* THE PROBLEM
Substitute "on one line" for every occurrence of "on a single line" in the data below, and write all the lines out again with nothing else changed.

+++ RECORDS SHOWN

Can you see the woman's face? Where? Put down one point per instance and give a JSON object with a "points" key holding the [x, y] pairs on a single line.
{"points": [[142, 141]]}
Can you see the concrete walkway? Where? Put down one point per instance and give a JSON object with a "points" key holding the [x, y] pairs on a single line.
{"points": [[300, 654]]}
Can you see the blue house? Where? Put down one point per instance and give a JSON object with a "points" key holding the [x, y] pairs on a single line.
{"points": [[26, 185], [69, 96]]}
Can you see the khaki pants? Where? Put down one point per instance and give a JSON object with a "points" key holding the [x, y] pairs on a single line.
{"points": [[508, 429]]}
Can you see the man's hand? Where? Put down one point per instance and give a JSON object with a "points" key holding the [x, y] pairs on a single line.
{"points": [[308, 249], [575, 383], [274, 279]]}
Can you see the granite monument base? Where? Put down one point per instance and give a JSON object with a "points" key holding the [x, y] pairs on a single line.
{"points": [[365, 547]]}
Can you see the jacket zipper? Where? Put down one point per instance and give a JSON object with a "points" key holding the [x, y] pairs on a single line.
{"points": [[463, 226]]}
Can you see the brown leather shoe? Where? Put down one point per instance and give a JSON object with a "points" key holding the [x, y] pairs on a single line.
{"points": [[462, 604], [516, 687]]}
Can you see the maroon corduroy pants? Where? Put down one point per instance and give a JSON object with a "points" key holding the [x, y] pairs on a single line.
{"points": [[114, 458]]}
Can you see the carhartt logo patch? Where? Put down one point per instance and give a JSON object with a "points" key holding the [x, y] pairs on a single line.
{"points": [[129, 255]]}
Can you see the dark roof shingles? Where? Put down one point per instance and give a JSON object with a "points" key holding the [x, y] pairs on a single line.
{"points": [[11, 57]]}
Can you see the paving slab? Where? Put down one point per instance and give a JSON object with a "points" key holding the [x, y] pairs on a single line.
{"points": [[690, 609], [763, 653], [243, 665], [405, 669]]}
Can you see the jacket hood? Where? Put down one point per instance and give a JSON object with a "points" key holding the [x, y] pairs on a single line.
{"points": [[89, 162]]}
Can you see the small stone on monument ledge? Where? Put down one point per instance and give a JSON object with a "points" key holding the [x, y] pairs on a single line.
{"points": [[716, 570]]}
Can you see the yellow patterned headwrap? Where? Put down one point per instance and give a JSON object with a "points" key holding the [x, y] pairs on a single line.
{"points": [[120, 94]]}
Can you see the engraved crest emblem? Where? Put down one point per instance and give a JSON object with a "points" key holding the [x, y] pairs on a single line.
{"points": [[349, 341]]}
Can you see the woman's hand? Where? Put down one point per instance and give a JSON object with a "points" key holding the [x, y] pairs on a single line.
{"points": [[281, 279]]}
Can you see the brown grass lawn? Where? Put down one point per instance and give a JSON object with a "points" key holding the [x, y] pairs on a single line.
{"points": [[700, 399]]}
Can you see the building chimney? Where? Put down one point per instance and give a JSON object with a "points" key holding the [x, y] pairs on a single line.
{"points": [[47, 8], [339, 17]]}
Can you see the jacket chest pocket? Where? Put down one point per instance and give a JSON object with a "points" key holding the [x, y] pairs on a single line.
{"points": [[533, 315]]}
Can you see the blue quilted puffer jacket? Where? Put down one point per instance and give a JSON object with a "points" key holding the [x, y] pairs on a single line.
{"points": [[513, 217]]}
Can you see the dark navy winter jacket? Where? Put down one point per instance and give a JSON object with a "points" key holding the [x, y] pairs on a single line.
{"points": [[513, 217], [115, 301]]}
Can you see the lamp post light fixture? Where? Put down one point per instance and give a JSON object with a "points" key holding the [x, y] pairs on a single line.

++++++

* WRITTEN RESPONSE
Can you see the woman's face? Where? Put down one point per instance and give a JSON object with a "points" key holding the [x, y] pairs on one line.
{"points": [[142, 141]]}
Can you see the concrete walkway? Where? Put down one point per instance and give a JSON object with a "points" key holding the [x, y] pairs on one line.
{"points": [[300, 654]]}
Can you see the blue house? Where? Put down one point per instance and give a JSON object with a "points" key holding the [x, y] pairs on one line.
{"points": [[26, 185], [69, 96]]}
Can you see the khaki pants? Where? Put down one point per instance and give a JSON object with a "points" key holding the [x, y] pairs on one line.
{"points": [[508, 429]]}
Can you see the man's hand? Where? Put down one point per instance and give a JSON object with a "points" key holding the [x, y] pairs on one line.
{"points": [[308, 249], [575, 383], [274, 279]]}
Can you see the granite monument base? Where? Put down one point per instance and give a JSON object with a "points" key holding the [x, y] pairs on one line.
{"points": [[365, 547]]}
Can you see the jacket zipper? Where? Put down one point per instance and give a JSON object with a "points" key holding the [x, y] pairs on one line.
{"points": [[463, 226]]}
Can you see the brown leather shoe? Where? Put down one point per instance and give a JSON object with a "points" key holding the [x, y] pairs on one line.
{"points": [[462, 604], [516, 687]]}
Can you see the maroon corduroy pants? Where? Put down one point per instance and give a JSON object with a "points" key holding the [x, y] pairs on one line.
{"points": [[114, 458]]}
Can you see the carhartt logo patch? Where? Put down one point per instance and give a JSON object with a "points" key holding the [x, y] pairs on one line.
{"points": [[129, 255]]}
Can you see the dark roof shingles? Where? Put down one point per instance and give a JSON object with a "points" key holding the [x, y] pairs on one line.
{"points": [[11, 57]]}
Can you see the paving slab? Where? Put down one point per instance and give a JSON object with a "points" key holding the [x, y] pairs on one line.
{"points": [[690, 609], [763, 653], [243, 665], [405, 669]]}
Can you see the jacket hood? Where? Put down one point per instance and give a JSON object with a "points" key holding the [x, y] pairs on one line.
{"points": [[89, 162]]}
Can you see the small stone on monument ledge? Where? Put down one point per instance and give a JSON object with a "points" key holding the [x, y] pairs on one line.
{"points": [[716, 570]]}
Can you see the yellow patterned headwrap? Where? Put down one point per instance and give a JSON object with a "points" key holding the [x, y] pairs on one line.
{"points": [[120, 94]]}
Can you see the engraved crest emblem? Where? Put down one point per instance and give a JSON object with a "points" key holding the [x, y] pairs on one line.
{"points": [[349, 341]]}
Can you see the woman's hand? Where? Put down one point per instance and give a JSON object with a "points" key holding the [x, y] pairs on one line.
{"points": [[281, 279]]}
Can you see the brown grass lawn? Where? Put down one point per instance and give a JSON object with a "points" key holding the [x, y] pairs on one line.
{"points": [[700, 399]]}
Can you see the building chimney? Where? Put down one point per instance and give a JSON object with a "points" key holding the [x, y] pairs on one line.
{"points": [[47, 8], [339, 17]]}
Can you see the jacket chest pocket? Where? Put down one point per instance and give a JSON object with a "points" key holding the [x, y] pairs on one line.
{"points": [[533, 315]]}
Can you see the blue quilted puffer jacket? Where? Put down one point per instance and give a JSON object with a "points" key holding the [x, y] pairs on one line.
{"points": [[513, 217]]}
Can you see the dark navy winter jacket? Where? Put down one point per instance and give a JSON object with a "points" key holding the [x, y] pairs on one line.
{"points": [[513, 217], [115, 301]]}
Can you see the lamp post light fixture? Where? Put down one point per instance and give a JSON object with a "points" key holding the [x, y] pairs on one line.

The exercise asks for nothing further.